#### Written exercise
List each line in the records that contains the word "ring", treating uppercase and lowercase letters as different.

#### Entries shown
:::
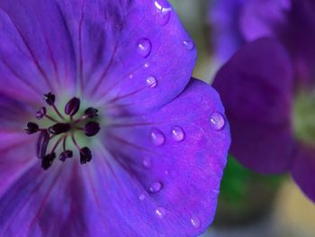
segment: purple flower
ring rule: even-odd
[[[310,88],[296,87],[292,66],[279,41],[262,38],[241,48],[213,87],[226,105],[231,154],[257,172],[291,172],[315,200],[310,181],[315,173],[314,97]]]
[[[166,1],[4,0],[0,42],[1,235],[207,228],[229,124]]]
:::
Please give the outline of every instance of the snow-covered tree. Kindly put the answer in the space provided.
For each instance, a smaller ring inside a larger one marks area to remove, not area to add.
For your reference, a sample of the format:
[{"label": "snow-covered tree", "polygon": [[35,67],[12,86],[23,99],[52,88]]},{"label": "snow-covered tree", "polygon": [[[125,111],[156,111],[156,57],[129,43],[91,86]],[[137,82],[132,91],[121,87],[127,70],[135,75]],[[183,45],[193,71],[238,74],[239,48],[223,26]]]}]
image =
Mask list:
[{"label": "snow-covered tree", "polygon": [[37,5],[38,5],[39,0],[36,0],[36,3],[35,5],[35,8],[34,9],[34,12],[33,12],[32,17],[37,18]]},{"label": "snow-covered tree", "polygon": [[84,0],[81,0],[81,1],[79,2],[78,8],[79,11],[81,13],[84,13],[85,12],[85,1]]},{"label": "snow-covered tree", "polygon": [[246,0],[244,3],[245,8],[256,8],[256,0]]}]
:::
#### Exercise output
ring rule: even-odd
For each instance, a smaller ring inside a larger one marks area to remove, not area to add.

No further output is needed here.